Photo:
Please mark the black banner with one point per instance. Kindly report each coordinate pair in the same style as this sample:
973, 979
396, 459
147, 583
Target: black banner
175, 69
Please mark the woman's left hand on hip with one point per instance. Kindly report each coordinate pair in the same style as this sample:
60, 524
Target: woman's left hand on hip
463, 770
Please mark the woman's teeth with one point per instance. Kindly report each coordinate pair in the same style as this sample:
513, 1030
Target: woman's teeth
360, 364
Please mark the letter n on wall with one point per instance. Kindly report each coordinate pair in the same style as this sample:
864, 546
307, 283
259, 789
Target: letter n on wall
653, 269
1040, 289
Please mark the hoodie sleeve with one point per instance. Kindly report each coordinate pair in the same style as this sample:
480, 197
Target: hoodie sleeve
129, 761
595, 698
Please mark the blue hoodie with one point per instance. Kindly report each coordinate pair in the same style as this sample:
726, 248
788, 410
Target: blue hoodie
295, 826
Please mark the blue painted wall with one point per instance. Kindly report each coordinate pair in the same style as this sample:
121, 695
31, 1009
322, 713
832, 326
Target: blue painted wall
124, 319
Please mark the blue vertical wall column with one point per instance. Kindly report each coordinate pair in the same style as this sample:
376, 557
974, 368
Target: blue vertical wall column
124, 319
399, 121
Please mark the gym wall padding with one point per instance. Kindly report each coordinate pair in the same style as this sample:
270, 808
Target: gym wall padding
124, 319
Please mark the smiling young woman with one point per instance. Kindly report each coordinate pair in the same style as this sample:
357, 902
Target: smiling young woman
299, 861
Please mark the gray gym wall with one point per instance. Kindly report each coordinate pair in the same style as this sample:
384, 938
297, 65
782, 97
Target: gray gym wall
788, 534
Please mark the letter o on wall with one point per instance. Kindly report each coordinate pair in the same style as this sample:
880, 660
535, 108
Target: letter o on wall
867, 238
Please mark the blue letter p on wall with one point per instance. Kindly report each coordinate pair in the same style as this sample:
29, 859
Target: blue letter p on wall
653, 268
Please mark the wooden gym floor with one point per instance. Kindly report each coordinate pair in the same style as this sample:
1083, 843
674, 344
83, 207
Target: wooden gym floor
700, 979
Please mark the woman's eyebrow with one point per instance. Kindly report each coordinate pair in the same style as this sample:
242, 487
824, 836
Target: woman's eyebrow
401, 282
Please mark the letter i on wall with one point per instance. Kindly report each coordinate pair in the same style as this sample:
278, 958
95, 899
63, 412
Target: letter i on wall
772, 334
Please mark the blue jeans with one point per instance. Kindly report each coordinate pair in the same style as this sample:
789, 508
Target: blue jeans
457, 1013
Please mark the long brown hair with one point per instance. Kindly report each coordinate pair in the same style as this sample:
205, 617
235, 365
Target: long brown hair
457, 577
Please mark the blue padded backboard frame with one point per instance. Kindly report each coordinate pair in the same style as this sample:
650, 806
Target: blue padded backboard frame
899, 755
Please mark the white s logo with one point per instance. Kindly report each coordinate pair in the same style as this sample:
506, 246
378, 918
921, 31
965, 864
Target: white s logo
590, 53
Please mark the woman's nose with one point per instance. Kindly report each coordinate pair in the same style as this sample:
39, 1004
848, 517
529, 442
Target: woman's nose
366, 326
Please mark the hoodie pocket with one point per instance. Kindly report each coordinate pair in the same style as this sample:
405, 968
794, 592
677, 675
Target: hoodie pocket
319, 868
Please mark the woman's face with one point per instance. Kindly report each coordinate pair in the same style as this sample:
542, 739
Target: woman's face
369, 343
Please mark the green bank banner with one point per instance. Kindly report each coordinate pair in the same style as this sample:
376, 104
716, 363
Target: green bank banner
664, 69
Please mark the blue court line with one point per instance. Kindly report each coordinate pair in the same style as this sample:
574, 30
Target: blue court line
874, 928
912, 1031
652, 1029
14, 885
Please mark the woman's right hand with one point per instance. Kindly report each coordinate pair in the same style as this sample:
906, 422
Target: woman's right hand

_____

▶ [REQUEST]: Repeat each of the entries above precisely as given.

▶ [RESULT]:
Photo:
Please mark the black banner with one point per instance. Kindly report each coordinate pair in the same style as this sample:
973, 979
396, 459
147, 583
Target: black banner
175, 69
Please mark the woman's left hand on hip with one point per instance. Kindly report each coordinate pair in the same style as this sample:
60, 524
Target: woman's left hand on hip
463, 770
Please mark the woman's teeth with one point per instance. Kindly report each coordinate pair in the same style as this sample:
513, 1030
Target: woman's teeth
360, 364
Please mark the letter n on wall with one point per instance. Kindly report each coordinate pair in the same style as this sample:
864, 546
307, 283
259, 789
Target: letter n on wall
653, 269
1040, 289
Please mark the hoodie sleeve with one point per instance. Kindly report each coordinate pair in the same style as this sample:
480, 197
Target: hoodie sleeve
129, 761
595, 698
Please mark the blue hoodie with one point per instance. Kindly report each coordinate pair in the same style as this sample:
726, 248
788, 410
Target: blue hoodie
295, 826
Please mark the blue painted wall with one point per instance. Kindly report each coordinate pair in the same style as this sample:
121, 695
31, 1009
322, 713
832, 326
Target: blue painted wall
124, 319
Please mark the blue vertical wall column with one point per instance. Kindly report each coordinate pair in the same style as this sample:
376, 557
974, 368
Target: blue vertical wall column
124, 319
399, 121
Please mark the gym wall padding with one point per instance. Kindly report each coordinate pair in the same style as this sample:
270, 808
Target: gym wall padding
124, 319
Please mark the smiling young woman with one point per instance. Kindly report each coordinate pair in the same style as this sample:
357, 902
Target: smiling young woman
299, 861
Please mark the gray gym wall with one point per instance. Kindly report each coordinate pair in the same style as this sample:
384, 938
297, 65
782, 97
Target: gray gym wall
788, 534
Please mark the letter o on wall with one point per instance. Kindly report each coordinate pair in the same style as this sample:
880, 660
535, 108
Target: letter o on wall
867, 238
Please mark the blue letter p on wall with one point per instance. Kindly report each coordinate pair in the same style as this sample:
29, 859
Target: blue letter p on wall
653, 268
Please mark the wooden gym floor with one point per instance. Kindly report each coordinate pair in the same style as this sample:
1083, 843
674, 344
83, 207
Target: wooden gym floor
700, 979
Please mark the woman's eyebrow with one point per instance. Kindly report each coordinate pair in the same style as this sample:
242, 487
824, 836
Target: woman's eyebrow
401, 282
Please mark the letter i on wall with one point per instance. Kindly report each coordinate pair in the same style as this sample:
278, 958
95, 899
63, 412
Target: letter i on wall
772, 334
Please mark the blue jeans with one point per instance. Kindly report each coordinate pair in the same style as this sample:
789, 508
Target: blue jeans
457, 1013
Please mark the long brown hair with one point per instance. Kindly report each coordinate pair in the same style as this sample:
205, 617
235, 365
Target: long brown hair
457, 577
Please mark the blue padded backboard frame with one point per instance. Kindly report each coordinate pair in the same style as this sample:
650, 806
Target: blue padded backboard frame
899, 755
Please mark the white s logo with one point per instance. Kindly report each coordinate pair in the same style as this sample:
506, 246
378, 918
921, 31
965, 864
Target: white s logo
590, 53
Please mark the woman's nose with one point per instance. Kindly report each coordinate pair in the same style as this sample:
39, 1004
848, 517
529, 442
Target: woman's nose
366, 326
Please mark the hoodie pocket with one point per instance. Kindly report each coordinate pair in the same style as this sample:
405, 968
794, 592
677, 675
Target: hoodie pocket
319, 868
Please mark the woman's face with one point per instance. Kindly report each coordinate pair in the same style as this sample:
542, 739
Target: woman's face
369, 343
Please mark the green bank banner with one point per instance. Kindly report each coordinate pair in the same style as this sample:
376, 104
716, 363
Target: green bank banner
664, 69
Please mark the blue court line with one point per instance. Kindly report each coordinate pair in the same style as this sample:
574, 30
Target: blue court line
874, 928
912, 1031
652, 1029
14, 885
Please mark the woman's right hand with one point per instance. Kindly report each coordinate pair in the same style as this sample:
906, 422
Target: woman's right hand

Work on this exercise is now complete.